* **Assignment**: In the Superman comic review below, what hair color is Lana Lang said to still have?

* **Supplied text**:
++++++++++++++++++++
All of the hallmarks, all the characters and places we expect and who need to be there or else it's just not Superman, are present and in most recognizable forms; Jonathan and Martha Kent are still the loving and warm ideal middle-American husband and wife, Lana Lang is still the first love and still a redhead, Pete Ross is still Clark's best friend, Smallville High School is still populated by an endless stream of fresh-faced mid-Western teenagers, the girls of which Mr. Frank seems most fascinated with dressing in knee socks and mini-skirts. Yep, nothing out of the ordinary at all. Much of it seemed to really owe a good solid debt to the "Smallville" television show, as well, such as Clark's ensemble of primary red jacket over primary blue t-shirt and his heat-vision being activated by his adolescent sexual awakening. (In a knowing wink to the TV show, one of the signatures that adorns the cast on Pete Ross's broken arm is that of one Chloe S. *wink wink*) In fact, upon initial reading, I felt still to be somewhat underwhelmed by it all, hard pressed to understand the need for this new version now if so much of it was not really telling me anything new nor presenting what is known in any new way. After several readings, it occurred to me that I was missing the point.

Sure, I could read this issue as a cynical comic book nerd who knows too much and finds the need to compare what I am reading against what I supposedly know to be true. I could do this and turn the act of reading a comic book story into an exercise in pointless bookkeeping, issue in one hand, pen and legal notebook in the other, ready to check off points that don't seem to jibe with what I already perceive to be truth. I could do this and completely ruin the enjoyment of what is a solid, humorous, and spirited story. What matter is it if something is canon or not, especially when the notion of canon is so amorphous in the comic book world? All that matters is the pure enjoyment this first issue brought me. Life is short and pleasure is often in short supply, so why concern myself with the triviality of continuity when I can watch a boy shoot fire from his eyes and rescue the girl of his dreams from a rampaging tornado?
++++++++++++++++++++
* **Exercise data**:
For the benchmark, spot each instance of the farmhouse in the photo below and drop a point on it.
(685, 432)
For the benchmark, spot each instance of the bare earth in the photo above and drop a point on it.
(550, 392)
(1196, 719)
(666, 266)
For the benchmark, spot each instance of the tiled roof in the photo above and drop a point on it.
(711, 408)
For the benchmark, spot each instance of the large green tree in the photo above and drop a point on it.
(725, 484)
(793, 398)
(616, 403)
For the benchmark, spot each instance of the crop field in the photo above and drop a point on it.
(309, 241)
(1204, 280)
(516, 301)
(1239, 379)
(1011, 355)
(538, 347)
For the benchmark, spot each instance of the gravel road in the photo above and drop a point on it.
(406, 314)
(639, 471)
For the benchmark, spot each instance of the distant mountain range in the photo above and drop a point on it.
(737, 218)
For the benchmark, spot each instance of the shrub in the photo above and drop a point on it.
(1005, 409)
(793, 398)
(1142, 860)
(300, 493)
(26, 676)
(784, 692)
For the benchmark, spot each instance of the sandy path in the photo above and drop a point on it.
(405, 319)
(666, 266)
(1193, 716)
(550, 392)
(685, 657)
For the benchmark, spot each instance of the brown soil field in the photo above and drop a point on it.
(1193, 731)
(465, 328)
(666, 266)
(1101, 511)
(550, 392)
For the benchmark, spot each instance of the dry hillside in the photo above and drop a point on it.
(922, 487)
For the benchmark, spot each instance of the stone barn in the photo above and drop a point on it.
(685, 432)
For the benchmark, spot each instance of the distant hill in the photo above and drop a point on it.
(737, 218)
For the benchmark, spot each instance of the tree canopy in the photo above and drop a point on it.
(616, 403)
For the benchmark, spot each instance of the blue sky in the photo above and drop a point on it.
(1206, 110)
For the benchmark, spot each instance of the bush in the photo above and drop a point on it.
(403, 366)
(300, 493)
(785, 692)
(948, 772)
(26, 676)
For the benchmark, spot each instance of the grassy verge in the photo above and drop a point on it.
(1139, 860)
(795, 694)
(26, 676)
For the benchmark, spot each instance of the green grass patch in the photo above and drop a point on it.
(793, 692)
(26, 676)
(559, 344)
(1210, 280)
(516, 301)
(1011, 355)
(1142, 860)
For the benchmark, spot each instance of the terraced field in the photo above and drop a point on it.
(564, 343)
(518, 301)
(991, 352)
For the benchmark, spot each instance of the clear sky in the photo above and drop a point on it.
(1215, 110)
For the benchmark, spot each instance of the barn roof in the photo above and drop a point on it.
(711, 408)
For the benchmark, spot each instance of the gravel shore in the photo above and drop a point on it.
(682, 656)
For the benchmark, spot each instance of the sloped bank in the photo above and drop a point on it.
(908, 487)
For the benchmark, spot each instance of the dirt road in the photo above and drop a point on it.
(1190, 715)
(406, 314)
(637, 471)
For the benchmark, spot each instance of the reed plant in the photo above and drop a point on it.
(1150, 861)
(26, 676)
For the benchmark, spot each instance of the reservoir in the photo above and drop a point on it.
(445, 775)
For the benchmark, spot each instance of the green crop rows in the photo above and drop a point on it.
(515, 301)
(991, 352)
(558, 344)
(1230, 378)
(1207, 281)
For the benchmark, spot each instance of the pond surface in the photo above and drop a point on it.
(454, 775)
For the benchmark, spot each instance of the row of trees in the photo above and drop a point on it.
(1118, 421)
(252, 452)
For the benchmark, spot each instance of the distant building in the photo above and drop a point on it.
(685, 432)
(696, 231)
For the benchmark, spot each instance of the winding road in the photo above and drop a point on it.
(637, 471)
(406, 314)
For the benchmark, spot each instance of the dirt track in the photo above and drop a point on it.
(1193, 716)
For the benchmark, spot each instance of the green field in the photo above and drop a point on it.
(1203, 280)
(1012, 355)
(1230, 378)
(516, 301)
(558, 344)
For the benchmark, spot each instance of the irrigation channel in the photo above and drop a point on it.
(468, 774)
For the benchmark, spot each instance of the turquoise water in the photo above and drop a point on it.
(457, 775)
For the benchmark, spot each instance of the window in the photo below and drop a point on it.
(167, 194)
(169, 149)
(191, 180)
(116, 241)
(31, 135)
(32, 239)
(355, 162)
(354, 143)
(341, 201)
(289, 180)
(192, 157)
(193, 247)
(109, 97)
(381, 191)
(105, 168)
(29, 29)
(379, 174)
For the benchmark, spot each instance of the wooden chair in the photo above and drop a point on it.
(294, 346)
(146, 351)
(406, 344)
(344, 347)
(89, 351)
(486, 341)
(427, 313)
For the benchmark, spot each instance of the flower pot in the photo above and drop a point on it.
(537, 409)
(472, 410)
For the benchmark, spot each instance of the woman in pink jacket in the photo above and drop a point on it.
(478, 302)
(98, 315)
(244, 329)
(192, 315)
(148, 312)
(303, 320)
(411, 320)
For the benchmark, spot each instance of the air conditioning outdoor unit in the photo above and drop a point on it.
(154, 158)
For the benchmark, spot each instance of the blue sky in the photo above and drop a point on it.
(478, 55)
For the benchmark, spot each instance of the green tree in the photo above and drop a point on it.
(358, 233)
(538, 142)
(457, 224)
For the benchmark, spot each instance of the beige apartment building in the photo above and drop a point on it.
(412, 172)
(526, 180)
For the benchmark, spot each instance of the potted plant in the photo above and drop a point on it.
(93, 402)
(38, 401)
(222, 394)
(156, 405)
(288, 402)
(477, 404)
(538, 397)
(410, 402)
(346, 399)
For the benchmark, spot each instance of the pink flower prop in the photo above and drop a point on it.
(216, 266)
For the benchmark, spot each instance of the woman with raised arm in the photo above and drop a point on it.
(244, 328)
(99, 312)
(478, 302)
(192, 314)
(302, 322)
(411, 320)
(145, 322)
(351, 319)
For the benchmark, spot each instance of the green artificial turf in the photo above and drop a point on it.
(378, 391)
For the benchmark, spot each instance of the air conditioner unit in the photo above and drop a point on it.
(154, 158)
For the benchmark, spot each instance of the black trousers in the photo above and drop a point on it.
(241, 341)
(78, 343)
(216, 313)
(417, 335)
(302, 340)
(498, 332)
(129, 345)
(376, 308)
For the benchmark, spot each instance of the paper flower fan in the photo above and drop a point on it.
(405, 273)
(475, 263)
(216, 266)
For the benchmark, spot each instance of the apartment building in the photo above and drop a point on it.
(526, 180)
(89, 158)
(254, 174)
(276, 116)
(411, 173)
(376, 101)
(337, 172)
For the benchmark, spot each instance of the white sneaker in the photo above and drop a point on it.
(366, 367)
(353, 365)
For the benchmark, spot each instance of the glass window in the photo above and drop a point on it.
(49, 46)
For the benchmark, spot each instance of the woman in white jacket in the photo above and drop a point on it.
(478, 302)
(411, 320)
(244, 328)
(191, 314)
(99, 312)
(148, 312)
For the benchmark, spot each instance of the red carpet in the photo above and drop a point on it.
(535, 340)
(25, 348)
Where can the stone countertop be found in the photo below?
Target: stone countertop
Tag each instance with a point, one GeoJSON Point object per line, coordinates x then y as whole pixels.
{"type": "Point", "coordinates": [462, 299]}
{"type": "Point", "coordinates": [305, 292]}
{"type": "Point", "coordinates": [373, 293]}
++++++++++++++++++++
* **Task answer**: She is still a redhead.